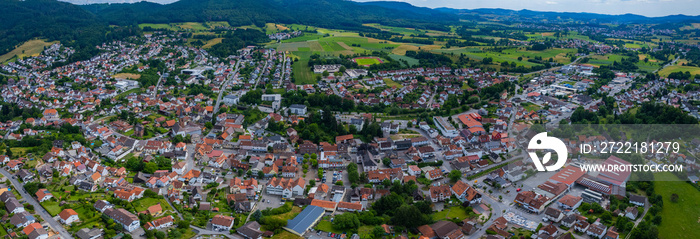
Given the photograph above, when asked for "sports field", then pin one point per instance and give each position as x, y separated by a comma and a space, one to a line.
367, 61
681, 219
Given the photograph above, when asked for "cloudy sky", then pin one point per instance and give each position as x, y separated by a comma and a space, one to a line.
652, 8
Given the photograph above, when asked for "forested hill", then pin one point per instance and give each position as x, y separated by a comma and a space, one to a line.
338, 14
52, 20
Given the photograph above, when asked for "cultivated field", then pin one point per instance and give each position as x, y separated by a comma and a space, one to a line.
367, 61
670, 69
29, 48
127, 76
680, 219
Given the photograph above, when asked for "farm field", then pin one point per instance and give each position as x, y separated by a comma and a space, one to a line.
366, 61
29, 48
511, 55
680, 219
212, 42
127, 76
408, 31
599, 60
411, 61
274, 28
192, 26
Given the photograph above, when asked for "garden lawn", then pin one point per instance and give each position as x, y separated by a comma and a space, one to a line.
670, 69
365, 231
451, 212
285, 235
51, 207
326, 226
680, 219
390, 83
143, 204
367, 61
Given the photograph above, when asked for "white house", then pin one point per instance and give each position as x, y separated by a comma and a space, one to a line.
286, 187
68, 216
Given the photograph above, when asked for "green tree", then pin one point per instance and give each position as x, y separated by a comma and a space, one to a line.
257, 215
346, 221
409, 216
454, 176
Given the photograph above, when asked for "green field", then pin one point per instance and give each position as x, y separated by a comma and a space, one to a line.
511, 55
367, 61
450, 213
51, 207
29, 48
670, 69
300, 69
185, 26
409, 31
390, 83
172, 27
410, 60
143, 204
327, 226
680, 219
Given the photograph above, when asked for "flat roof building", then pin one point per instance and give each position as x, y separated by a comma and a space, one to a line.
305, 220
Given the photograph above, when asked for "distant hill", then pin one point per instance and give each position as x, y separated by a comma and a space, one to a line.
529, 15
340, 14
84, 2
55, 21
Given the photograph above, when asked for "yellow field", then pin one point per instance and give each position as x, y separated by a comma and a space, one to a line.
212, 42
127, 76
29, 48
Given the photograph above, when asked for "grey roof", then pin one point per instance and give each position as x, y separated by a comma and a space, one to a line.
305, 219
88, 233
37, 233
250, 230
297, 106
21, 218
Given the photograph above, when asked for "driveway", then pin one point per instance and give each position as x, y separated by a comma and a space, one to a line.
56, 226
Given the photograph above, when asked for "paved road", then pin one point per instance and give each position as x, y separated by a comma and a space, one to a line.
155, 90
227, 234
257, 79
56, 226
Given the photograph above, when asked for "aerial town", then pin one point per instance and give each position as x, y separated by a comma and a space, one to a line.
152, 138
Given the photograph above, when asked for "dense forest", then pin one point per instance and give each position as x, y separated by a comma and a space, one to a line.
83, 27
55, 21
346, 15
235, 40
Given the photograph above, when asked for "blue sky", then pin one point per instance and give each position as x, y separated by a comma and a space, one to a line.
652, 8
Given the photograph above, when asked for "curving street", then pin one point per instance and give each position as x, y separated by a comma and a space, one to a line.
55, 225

· · · · · · ·

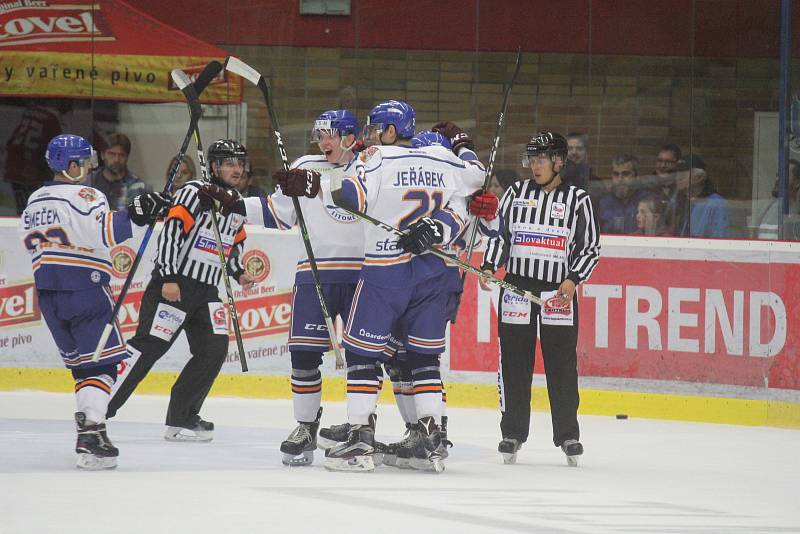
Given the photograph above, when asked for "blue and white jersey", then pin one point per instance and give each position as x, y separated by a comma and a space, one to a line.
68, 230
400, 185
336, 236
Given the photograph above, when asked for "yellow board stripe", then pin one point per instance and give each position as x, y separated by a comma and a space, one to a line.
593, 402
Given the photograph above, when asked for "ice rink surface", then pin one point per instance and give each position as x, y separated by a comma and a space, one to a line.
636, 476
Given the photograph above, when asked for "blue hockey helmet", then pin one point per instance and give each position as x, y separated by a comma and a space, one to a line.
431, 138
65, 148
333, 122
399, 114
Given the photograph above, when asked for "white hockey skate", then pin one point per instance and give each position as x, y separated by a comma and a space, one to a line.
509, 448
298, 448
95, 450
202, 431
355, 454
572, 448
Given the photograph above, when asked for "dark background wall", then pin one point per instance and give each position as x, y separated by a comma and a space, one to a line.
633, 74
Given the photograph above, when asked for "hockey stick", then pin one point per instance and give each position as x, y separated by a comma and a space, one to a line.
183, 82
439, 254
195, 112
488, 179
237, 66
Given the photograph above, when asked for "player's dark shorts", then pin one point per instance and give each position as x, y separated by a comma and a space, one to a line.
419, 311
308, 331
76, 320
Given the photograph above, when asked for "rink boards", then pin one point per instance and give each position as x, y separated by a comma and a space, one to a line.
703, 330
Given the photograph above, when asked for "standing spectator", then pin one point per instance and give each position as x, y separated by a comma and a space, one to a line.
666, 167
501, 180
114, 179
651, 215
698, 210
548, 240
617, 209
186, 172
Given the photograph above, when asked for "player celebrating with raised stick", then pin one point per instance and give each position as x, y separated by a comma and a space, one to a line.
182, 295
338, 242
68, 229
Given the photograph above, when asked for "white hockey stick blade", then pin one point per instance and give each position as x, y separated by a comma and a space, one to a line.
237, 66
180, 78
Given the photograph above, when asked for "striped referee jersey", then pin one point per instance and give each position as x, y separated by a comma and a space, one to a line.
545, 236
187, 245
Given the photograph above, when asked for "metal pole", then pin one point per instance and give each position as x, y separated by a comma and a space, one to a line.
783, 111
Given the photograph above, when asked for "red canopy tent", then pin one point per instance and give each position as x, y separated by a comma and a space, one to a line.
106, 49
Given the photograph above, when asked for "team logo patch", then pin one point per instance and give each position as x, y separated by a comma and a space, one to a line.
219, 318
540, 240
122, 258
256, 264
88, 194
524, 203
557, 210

· · · · · · ·

→ **What to work on**: Please list every line of the records that contains the string "cloudy", copying each line in full. Case counts.

→ **Exercise output**:
Given the photograph above, when asked for "cloudy sky", then pin one point per instance and give each position as x, y separated by a comma and a space, one to a line.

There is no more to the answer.